-- Task brief --
Return only the stretch of the material below that begins with the line containing "rough mask: <svg" and ends with the line containing "positive clicks: (317, 2)", exactly; both of those lines belong to it.

-- Extracted material --
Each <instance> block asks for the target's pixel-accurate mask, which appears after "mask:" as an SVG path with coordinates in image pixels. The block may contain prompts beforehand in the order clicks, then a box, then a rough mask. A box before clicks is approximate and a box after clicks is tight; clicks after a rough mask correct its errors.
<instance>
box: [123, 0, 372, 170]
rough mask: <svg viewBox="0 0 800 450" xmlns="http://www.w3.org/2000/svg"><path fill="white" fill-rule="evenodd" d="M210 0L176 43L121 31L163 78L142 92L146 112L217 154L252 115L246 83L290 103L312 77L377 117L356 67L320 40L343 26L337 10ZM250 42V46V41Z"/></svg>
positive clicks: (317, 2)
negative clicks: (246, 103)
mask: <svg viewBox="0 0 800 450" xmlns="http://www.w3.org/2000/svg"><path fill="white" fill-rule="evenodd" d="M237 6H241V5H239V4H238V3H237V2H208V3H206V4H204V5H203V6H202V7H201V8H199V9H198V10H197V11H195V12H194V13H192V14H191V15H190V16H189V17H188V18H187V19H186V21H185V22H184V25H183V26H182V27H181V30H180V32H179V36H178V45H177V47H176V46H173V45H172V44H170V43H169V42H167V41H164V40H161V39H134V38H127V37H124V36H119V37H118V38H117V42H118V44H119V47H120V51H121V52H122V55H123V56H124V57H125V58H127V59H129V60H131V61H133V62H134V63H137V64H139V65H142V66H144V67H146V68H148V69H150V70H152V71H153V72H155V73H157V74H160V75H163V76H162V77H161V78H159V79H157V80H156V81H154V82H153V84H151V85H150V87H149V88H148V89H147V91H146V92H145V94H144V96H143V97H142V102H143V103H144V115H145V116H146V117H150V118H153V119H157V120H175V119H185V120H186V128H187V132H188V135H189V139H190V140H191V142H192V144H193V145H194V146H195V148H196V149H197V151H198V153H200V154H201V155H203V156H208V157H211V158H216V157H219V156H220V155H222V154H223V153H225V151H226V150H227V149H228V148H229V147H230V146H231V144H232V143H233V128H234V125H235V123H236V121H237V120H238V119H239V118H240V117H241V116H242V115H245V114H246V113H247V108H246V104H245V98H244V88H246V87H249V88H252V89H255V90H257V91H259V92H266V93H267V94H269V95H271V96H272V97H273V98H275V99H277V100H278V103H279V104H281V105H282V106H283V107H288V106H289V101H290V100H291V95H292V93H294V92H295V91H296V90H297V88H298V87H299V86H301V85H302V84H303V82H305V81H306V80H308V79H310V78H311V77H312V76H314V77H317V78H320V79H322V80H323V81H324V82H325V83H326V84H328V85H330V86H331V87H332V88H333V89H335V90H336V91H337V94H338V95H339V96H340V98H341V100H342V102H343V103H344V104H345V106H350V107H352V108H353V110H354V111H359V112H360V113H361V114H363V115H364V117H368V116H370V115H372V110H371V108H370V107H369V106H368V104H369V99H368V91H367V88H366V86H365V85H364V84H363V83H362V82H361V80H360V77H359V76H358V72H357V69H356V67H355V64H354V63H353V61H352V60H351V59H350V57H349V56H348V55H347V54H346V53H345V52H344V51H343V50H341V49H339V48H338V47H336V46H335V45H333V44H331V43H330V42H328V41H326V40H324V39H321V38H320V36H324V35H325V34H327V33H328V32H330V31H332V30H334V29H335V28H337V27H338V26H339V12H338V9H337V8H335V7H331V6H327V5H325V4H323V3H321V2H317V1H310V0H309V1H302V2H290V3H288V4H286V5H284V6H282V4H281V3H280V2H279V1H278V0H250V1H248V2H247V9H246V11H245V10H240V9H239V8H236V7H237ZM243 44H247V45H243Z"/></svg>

-- Output of the exercise --
rough mask: <svg viewBox="0 0 800 450" xmlns="http://www.w3.org/2000/svg"><path fill="white" fill-rule="evenodd" d="M210 0L176 43L121 31L163 78L142 92L146 112L217 154L252 115L246 83L290 103L312 77L377 117L356 67L320 40L343 26L337 10ZM250 42V46V41Z"/></svg>
positive clicks: (317, 2)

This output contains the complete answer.